#### [Work to complete]
Could you reproduce, from the records below, everything from the line with "the form [52,63]." down to the line with "the form [24,126].", keeping both of those lines and changing nothing?

++++ Study material ++++

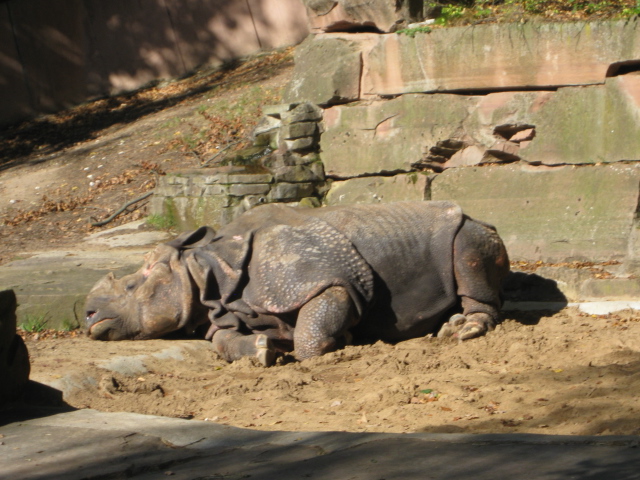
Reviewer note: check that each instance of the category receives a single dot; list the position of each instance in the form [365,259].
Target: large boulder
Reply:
[327,69]
[388,136]
[593,124]
[499,56]
[14,358]
[350,15]
[552,214]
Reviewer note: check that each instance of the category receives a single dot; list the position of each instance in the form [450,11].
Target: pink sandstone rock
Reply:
[349,15]
[490,57]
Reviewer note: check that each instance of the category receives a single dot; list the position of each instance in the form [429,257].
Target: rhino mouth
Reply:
[99,326]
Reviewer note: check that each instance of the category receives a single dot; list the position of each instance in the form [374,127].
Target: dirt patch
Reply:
[568,373]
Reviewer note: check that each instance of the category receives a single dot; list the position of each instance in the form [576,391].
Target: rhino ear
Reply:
[198,238]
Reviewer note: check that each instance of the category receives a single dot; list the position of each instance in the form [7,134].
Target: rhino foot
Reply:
[466,327]
[265,351]
[452,326]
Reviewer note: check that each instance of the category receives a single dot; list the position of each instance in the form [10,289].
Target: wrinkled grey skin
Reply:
[278,279]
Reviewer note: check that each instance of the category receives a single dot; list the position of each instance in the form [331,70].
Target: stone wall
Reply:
[534,128]
[14,358]
[283,166]
[57,53]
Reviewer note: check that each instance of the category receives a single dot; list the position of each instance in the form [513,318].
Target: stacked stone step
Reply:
[291,173]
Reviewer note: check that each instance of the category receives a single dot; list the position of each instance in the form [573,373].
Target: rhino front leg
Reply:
[480,263]
[322,321]
[232,345]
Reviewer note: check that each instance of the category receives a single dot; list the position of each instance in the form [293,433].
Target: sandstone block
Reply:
[14,358]
[250,178]
[305,112]
[412,186]
[300,144]
[468,156]
[326,72]
[523,135]
[550,214]
[299,174]
[242,189]
[298,130]
[345,15]
[216,190]
[277,111]
[388,135]
[486,57]
[290,191]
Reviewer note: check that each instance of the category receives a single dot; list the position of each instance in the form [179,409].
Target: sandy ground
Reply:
[566,373]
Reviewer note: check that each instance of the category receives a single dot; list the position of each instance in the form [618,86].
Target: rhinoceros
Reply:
[279,279]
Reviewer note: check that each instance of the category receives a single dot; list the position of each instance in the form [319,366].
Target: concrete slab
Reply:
[91,444]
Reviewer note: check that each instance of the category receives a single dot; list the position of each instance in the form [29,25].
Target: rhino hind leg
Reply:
[480,264]
[322,321]
[232,345]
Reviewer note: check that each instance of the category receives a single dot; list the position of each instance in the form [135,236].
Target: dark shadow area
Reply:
[522,287]
[286,456]
[53,133]
[59,55]
[38,400]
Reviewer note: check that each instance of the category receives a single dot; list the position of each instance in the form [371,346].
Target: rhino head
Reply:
[157,299]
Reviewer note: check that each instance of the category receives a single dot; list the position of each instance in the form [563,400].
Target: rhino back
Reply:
[409,247]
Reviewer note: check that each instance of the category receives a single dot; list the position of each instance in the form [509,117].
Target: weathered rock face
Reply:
[398,188]
[283,166]
[350,15]
[588,124]
[555,214]
[480,58]
[387,136]
[492,57]
[327,72]
[14,358]
[534,128]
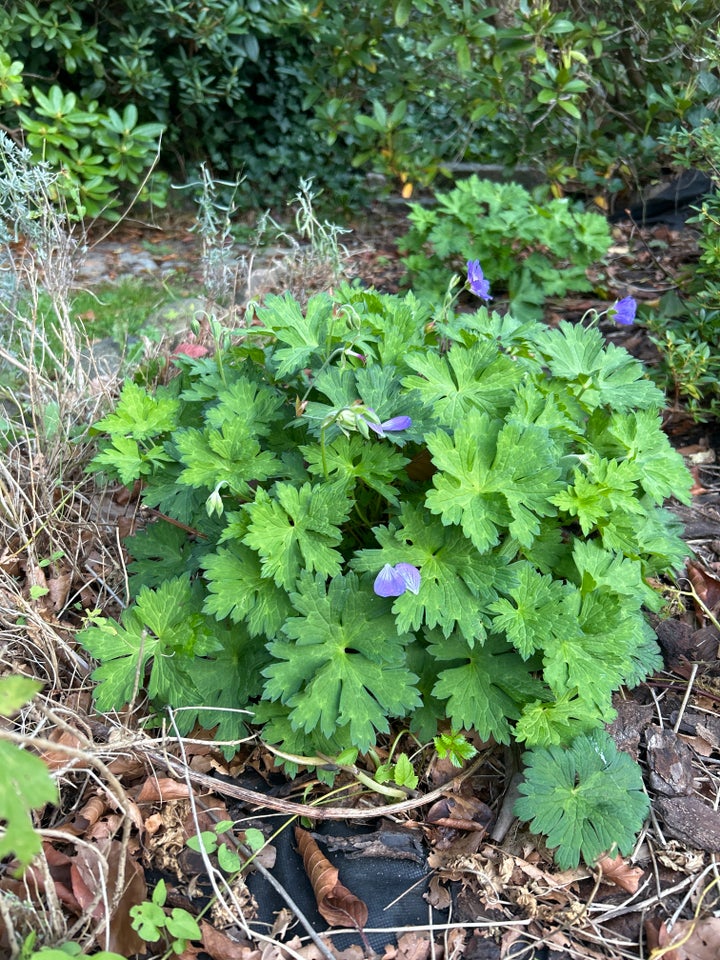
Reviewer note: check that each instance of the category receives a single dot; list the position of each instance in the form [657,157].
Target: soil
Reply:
[467,886]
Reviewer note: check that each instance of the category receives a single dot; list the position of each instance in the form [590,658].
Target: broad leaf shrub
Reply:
[534,250]
[371,513]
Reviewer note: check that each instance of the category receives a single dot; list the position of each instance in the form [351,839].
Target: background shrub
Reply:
[283,88]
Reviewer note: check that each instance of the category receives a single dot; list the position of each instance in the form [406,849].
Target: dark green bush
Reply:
[277,89]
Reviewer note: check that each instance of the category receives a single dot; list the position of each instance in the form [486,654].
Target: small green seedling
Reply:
[228,858]
[152,923]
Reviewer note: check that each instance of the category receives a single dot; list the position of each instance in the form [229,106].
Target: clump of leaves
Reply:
[586,799]
[368,513]
[534,250]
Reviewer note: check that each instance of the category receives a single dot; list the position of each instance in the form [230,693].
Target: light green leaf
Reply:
[15,692]
[346,666]
[494,476]
[140,415]
[25,784]
[457,583]
[532,610]
[464,380]
[485,691]
[297,529]
[352,459]
[238,589]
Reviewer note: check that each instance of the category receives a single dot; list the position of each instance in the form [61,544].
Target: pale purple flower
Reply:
[476,278]
[623,311]
[393,425]
[394,581]
[411,576]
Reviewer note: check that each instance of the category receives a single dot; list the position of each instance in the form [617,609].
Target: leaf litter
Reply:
[124,815]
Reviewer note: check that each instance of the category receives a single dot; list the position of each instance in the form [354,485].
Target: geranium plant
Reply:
[369,513]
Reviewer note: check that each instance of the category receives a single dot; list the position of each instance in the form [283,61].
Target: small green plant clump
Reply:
[535,249]
[372,513]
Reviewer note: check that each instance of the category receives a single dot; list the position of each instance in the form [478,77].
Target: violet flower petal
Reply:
[411,576]
[623,311]
[389,583]
[476,278]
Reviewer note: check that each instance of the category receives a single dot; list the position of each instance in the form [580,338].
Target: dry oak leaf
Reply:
[616,870]
[336,904]
[157,789]
[410,946]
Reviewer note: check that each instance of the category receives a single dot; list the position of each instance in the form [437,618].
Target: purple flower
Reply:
[476,278]
[394,581]
[390,426]
[623,311]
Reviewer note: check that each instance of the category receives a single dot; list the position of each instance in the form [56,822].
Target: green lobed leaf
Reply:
[352,459]
[638,438]
[494,476]
[464,380]
[597,374]
[485,691]
[165,627]
[140,415]
[532,610]
[305,335]
[24,786]
[297,529]
[586,799]
[346,666]
[457,583]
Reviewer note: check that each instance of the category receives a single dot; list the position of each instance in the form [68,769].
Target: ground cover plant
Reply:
[373,513]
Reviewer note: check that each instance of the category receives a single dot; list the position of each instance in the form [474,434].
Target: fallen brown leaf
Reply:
[162,788]
[410,946]
[336,904]
[221,947]
[618,871]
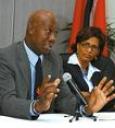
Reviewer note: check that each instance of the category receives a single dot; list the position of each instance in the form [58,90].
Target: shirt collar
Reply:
[33,58]
[73,59]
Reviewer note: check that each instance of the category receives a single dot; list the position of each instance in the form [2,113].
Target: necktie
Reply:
[38,76]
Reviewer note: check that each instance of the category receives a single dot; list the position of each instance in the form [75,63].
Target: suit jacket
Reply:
[15,79]
[107,68]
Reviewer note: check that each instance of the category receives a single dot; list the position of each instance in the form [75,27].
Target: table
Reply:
[104,120]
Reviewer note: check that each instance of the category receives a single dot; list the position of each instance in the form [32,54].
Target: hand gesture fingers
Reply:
[102,83]
[107,86]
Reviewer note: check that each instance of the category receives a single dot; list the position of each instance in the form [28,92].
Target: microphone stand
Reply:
[78,114]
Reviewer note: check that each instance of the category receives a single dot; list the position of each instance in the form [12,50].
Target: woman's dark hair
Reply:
[86,33]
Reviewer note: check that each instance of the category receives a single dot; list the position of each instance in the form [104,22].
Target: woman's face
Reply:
[88,49]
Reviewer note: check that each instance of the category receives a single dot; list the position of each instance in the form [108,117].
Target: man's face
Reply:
[43,36]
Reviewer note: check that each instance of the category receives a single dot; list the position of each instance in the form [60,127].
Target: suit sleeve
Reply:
[10,103]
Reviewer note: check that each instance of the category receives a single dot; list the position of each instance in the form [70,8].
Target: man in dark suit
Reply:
[17,69]
[20,95]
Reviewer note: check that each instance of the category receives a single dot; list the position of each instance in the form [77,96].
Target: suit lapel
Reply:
[24,66]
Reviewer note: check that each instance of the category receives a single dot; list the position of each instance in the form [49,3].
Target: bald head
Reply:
[40,29]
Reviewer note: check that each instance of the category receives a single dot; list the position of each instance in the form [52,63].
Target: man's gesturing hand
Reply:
[47,92]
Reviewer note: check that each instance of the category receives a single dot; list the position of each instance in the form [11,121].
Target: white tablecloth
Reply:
[104,120]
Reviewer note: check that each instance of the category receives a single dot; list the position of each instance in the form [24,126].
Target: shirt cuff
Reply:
[83,111]
[33,112]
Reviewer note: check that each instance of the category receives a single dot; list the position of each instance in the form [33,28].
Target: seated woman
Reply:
[86,65]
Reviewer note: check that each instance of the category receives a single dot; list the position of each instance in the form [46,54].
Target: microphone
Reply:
[73,87]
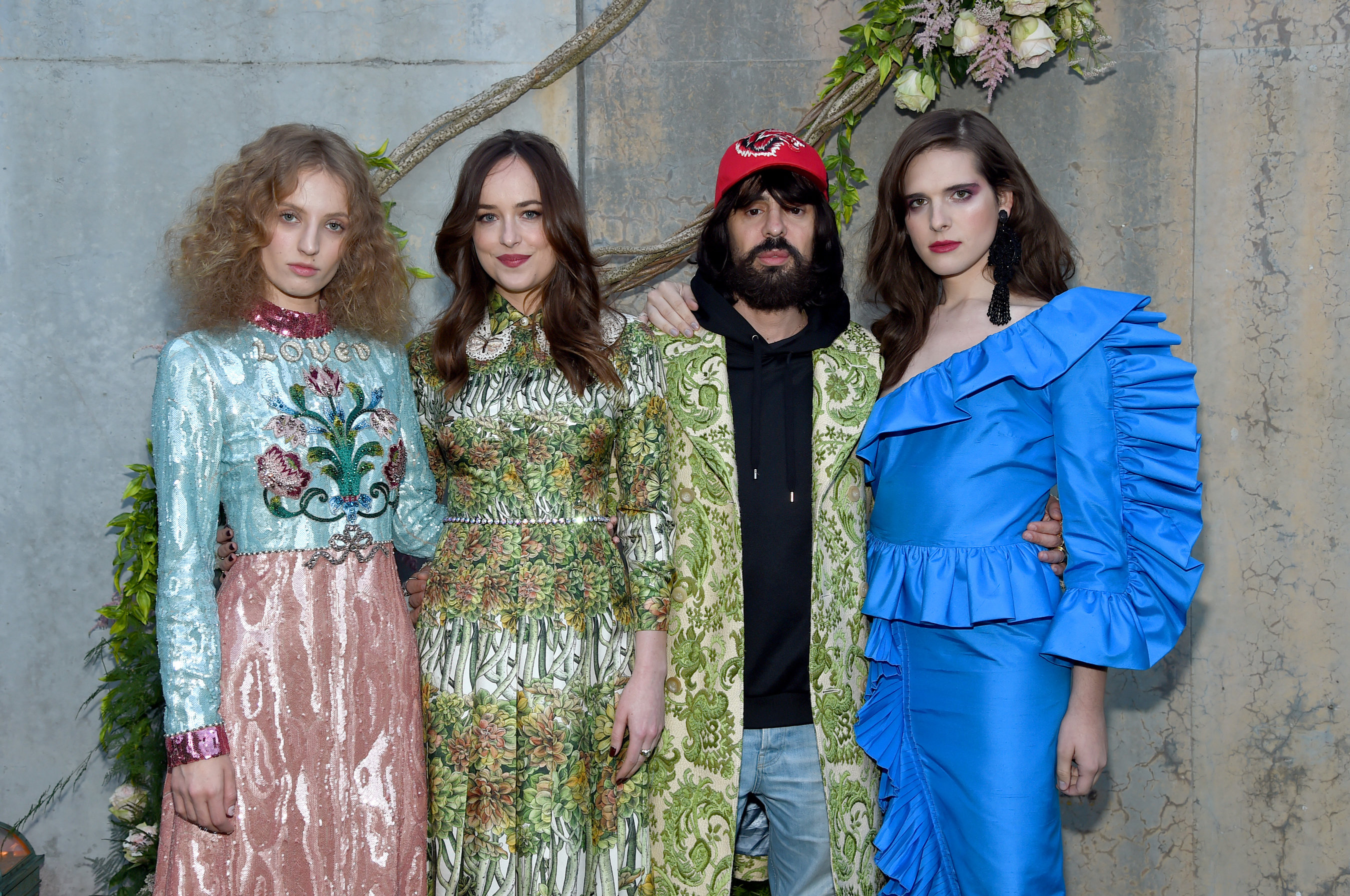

++++

#### [Written answer]
Reviewer note: check that each instance of the category receives a single dot; list the position of each instance in the form [52,63].
Target: man's gesturing hand
Reply:
[47,92]
Reviewer note: check that each instance of the category receives a single dot; list the position of each instance in the form [11,121].
Target: white tablecloth
Reply:
[104,120]
Reviewer note: check that each instance of the category receives a single dot; list the position of each instance in the form [24,126].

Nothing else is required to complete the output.